### PASSAGE PROVIDED:

BEGIN

We know him as one of Hollywood’s most multitalented leading men—he is an action star, a funnyman and a serious dramatic performer all rolled into one, an Academy Award-winning screenwriter and a gifted filmmaker. We see him at once as each of his title characters, Will Hunting, Pvt. James Francis Ryan and Jason Bourne.

We know him as a Bostonian, and we know that his best friend since he was 10 years old is Ben Affleck. We know that he was an amenable punch line in Team America: World Police, that raunchy puppet movie by the South Park guys—Maaaatt Damonnn.

We know he’s a family man, having recently renewed vows with the Argentinian-born Luciana Barroso, whom he originally married in a civil ceremony at New York City Hall in 2005, two years after they met in Florida, where she was working as a bartender and he was filming Stuck On You. We know him as a father to Stella, 2; Gia, 4; Isabella, 7; and Barroso’s child from a previous marriage, Alexia, 14.

In general, we know him as a pretty regular guy—a kid who made his own way to become a household name. But his out-of-nowhere rise to Hollywood fame isn’t what makes him a fit for SUCCESS. Instead, it’s his great passion for changing the world by helping to meet the most basic of human needs.

The boy next door with the beguiling smile, the man People once dubbed “The Sexiest Man Alive,” has taken on probably the least sexy cause ever: clean water and sanitation. And his devotion to improving the access to those essentials in the developing world goes far beyond lending his name to the philanthropy—it has become his life’s mission.

Perhaps only a performer with Damon’s versatility can charmingly joke about donning a bejeweled “mankini” for a recent role as Liberace’s lover in an HBO movie, and then as he did in our interview, seamlessly segue into an intense discussion about how to solve the globe’s water shortage and hygienic problems.

We know everything about Damon, but he just wants us to know about the plight of the poor in so many parts of India and throughout Africa. Across the globe, 780 million people lack ready access to clean water, and some 2.5 billion are without toilets.

“You know, a child dies every 21 seconds because they don’t have access to clean water or sanitation—once you know that, and once you see that, it is really hard not to do something,” he says, those piercing blue eyes revealing a passionate sincerity, “whatever you can, really.”

In his interview with SUCCESS, Damon expanded on the moment he realized his life’s work, back in 2000 on a trip to Zambia, when he went out to collect water with a 14-year-old girl from a village he was visiting. It was a long walk, and Damon talked to her about her hopes and plans.

She was going to go live in the big city and become a nurse.

“I realized that if someone had not possessed the foresight to sink a bore well near where she lived, she wouldn’t have been able to go to school and she would have spent most of her time scavenging for water,” Damon says. “It just hit me how profound an impact access to safe water has on an individual, a family, an entire community. I can’t think of a cause that has a larger impact than access to safe drinking water and basic sanitation.”

END

### JOB 1:
Write out the lines of the records from the line containing "segment: **stone step**" through the line containing "[[434,217],[435,226],[448,226],[448,217]]", inclusive.
The Matt Damon profile above and the records below are unrelated material.

### EXERCISE DATA:
BEGIN

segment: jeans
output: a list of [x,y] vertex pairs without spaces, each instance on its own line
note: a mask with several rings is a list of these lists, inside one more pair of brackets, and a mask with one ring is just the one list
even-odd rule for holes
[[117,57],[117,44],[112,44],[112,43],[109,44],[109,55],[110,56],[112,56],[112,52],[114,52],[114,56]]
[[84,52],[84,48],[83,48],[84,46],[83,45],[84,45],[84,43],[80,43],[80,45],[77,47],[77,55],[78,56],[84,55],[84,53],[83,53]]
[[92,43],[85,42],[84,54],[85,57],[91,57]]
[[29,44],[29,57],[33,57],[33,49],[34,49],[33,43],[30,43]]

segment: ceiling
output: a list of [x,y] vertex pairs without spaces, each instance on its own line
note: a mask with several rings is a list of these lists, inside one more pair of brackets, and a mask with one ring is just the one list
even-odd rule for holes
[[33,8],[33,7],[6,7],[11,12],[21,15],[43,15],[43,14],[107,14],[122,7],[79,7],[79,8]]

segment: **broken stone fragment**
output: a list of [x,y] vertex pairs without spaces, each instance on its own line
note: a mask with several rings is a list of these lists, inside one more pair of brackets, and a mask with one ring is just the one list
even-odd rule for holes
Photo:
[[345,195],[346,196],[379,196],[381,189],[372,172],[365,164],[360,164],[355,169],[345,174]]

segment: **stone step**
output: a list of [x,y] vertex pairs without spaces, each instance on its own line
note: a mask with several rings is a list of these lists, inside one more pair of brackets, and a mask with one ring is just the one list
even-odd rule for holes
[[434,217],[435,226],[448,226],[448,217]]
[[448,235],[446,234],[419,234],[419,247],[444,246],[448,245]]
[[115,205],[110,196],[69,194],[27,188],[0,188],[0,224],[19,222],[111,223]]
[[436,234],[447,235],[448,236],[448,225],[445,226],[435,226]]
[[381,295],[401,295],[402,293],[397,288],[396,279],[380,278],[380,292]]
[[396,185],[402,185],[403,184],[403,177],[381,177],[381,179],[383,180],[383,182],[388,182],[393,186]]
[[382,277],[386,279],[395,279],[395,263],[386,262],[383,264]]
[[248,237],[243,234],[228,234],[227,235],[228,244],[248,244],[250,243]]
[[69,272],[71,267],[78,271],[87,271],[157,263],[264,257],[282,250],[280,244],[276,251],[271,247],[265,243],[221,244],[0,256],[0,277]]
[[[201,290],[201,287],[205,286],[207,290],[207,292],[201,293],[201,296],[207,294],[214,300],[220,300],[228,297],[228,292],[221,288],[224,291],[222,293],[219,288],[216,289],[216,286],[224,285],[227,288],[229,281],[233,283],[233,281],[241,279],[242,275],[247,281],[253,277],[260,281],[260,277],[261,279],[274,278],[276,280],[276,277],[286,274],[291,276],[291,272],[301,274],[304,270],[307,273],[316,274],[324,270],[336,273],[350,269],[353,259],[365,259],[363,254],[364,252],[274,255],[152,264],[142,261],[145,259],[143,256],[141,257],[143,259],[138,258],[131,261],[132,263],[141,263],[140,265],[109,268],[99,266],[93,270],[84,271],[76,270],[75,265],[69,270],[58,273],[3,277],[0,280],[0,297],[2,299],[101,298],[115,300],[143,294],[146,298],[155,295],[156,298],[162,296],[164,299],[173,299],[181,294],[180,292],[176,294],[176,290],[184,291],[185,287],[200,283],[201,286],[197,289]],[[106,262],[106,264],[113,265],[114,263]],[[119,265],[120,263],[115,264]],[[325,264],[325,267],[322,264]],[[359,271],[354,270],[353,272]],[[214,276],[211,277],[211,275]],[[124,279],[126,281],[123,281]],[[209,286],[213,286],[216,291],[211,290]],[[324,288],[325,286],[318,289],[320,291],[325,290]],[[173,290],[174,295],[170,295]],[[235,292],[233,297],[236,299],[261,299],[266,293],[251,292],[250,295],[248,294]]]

END

### JOB 2:
Summarize the Matt Damon profile in two sentences.

### COMPLETE ANSWER 1:
segment: **stone step**
output: a list of [x,y] vertex pairs without spaces, each instance on its own line
note: a mask with several rings is a list of these lists, inside one more pair of brackets, and a mask with one ring is just the one list
even-odd rule for holes
[[434,217],[435,226],[448,226],[448,217]]

### COMPLETE ANSWER 2:
The profile presents Matt Damon as a versatile actor, Academy Award-winning screenwriter, filmmaker, Bostonian, and family man. It says his fit for SUCCESS comes from his passion for bringing clean water and sanitation to the developing world, a mission he traces to a 2000 trip to Zambia, where collecting water with a 14-year-old girl showed him the profound impact safe water has on a person, a family, and a community.